■ **Source**:
>>>

When watching professional kickboxers, it’s hard to miss some of the shredded muscular physiques in the ring. It can make you wonder if it is kickboxing that builds muscle or is there something else to it?
Kickboxing does not build muscle as there is little to no resistance when throwing kicks and punches at speed so little force is generated. Building muscle for kickboxing requires lifting weights to maximize mechanical tension and metabolic stress.
If kickboxing doesn’t build muscle, why is that and how can we build muscle as kickboxers without making us slow?
What Muscles Does Kickboxing Work?
Kickboxing is a full-body workout. It works almost every muscle in the body from the calves, hamstrings, quadriceps, glutes, back, core, chest, shoulders, and arms. When throwing kicks and punches, you need to transfer the force produced by pushing into the ground with your feet to either your opposite leg or hands.
Does Kickboxing Build Muscle?
Even though kickboxing is a full-body workout, it does not build muscle. Why? Because it doesn’t satisfy the key mechanisms of hypertrophy (aka muscle growth). These are mechanical tension and metabolic stress .

<<<

■ **Exercise tasks**:
a) Please answer these from the kickboxing article, marking each answer as its question is marked:
(i) What reason does it give for kickboxing not building muscle?
(ii) Which muscles does it list as worked by kickboxing?
(iii) What does it say building muscle for kickboxing requires?
b) Pick up the kickboxing article after its final sentence and keep writing it.

■ **Dataset excerpt**:
>>>

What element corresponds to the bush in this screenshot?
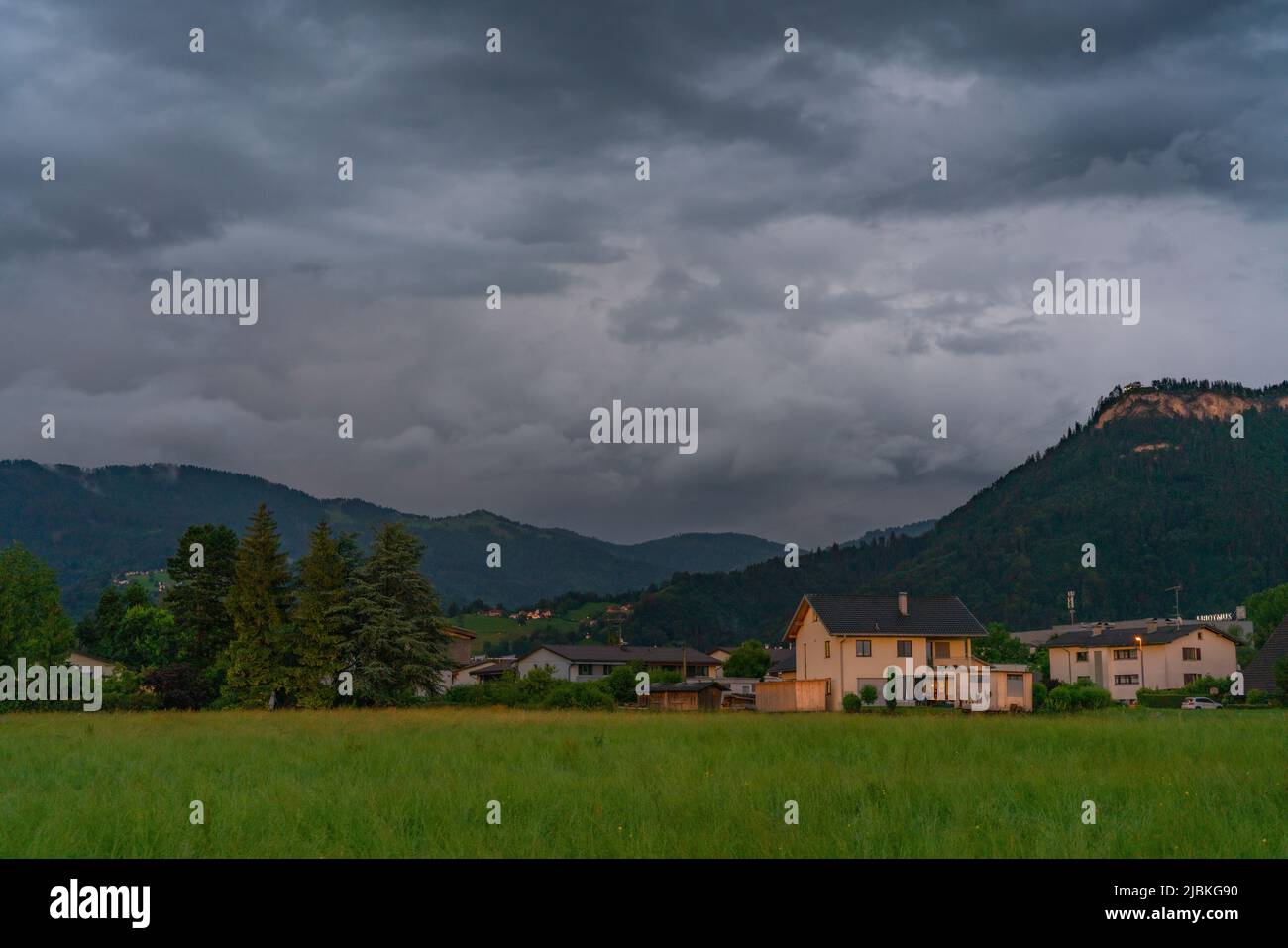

<<<

■ **Answers for this exercise**:
a)
(i) There is little to no resistance when throwing kicks and punches at speed, so little force is generated.
(ii) The calves, hamstrings, quadriceps, glutes, back, core, chest, shoulders, and arms.
(iii) Lifting weights to maximize mechanical tension and metabolic stress.

b)
Mechanical is simply maximizing force production through the stretch of the muscle. Meaning lifting heavy weights through a full range of motion. But you can also achieve high levels of mechanical tension when taking lighter loads closer to failure .
Kickboxing does nothing to do generate mechanical tension or metabolic stress. This is mainly due to having minimal resistance when throwing punches and kicks and the inverse relationship between force and velocity .
Meaning the faster the movement, the less force that can be generated. Less force means less mechanical tension.
Metabolic stress is simply the build-up of by-products that develop in the muscle from energy production . It is associated with the “burn” you feel when grinding out those last few reps of a heavy set in the gym.
Again, kickboxing won’t maximize metabolic stress either. While your shoulders may burn in your first few kickboxing sessions from holding your hands up, you adapt very quickly where you no longer have this sensation even after a 60–90-minute class.
Discover The Little Known Secrets For Unlocking Devastating KO Power!
Does Kickboxing Build Glutes?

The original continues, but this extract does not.